• **Aim of the exercise**
Wherever the word "dark" appears in a line of the data, that line should be copied.

• **Extracted information**
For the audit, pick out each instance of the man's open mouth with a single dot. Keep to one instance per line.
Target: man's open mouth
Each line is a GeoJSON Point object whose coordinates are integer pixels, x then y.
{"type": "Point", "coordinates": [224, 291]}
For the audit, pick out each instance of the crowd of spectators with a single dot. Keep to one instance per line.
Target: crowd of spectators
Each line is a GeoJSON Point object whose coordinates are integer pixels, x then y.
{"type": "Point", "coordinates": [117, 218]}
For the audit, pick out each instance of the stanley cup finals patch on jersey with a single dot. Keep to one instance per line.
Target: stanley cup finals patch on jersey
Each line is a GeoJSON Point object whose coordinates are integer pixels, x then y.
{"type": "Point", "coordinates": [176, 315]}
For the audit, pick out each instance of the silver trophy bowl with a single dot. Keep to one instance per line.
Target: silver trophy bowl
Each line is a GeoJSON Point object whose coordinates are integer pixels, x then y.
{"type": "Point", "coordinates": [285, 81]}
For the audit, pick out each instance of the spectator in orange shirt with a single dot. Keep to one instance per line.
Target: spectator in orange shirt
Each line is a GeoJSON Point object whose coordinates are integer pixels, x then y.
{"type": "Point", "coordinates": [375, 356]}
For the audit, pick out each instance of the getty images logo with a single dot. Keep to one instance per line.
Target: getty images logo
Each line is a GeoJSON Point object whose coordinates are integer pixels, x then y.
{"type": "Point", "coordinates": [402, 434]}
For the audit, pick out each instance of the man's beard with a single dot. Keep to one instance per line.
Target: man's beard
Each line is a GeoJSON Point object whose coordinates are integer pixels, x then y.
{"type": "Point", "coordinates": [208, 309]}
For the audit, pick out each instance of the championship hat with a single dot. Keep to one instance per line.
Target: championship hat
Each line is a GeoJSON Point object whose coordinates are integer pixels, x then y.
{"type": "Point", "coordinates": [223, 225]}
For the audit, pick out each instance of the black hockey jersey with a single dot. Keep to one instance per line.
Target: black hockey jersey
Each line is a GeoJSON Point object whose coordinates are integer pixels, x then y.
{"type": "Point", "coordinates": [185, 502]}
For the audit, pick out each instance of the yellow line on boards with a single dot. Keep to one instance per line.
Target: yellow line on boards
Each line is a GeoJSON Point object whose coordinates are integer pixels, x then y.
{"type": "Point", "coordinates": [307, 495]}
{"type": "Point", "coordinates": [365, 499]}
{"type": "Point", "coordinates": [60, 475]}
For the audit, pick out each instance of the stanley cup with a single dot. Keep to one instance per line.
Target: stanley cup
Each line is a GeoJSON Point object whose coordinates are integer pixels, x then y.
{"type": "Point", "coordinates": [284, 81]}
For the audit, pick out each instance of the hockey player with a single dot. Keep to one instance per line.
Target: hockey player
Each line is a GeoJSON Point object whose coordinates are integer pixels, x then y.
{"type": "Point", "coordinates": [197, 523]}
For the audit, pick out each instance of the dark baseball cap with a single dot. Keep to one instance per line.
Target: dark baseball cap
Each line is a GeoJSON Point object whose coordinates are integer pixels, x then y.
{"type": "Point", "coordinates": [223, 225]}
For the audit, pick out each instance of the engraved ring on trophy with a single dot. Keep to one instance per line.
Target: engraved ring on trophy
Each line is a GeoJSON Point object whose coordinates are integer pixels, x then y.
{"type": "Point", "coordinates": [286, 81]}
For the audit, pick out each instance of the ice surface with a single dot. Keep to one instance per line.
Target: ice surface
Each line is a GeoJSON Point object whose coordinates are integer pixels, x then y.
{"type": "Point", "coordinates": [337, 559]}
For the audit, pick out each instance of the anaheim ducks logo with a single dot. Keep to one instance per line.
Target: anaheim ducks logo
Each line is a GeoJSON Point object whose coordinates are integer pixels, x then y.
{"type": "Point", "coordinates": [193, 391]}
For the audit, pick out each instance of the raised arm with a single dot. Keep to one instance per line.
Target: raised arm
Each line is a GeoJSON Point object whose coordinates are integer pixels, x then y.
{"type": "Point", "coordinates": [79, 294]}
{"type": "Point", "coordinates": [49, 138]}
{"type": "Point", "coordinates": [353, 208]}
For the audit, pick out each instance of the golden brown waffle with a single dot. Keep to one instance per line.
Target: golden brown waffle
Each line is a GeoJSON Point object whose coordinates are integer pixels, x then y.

• **Exercise answer**
For the audit, pick out each instance of the dark baseball cap with a single dot. Keep to one instance per line.
Target: dark baseball cap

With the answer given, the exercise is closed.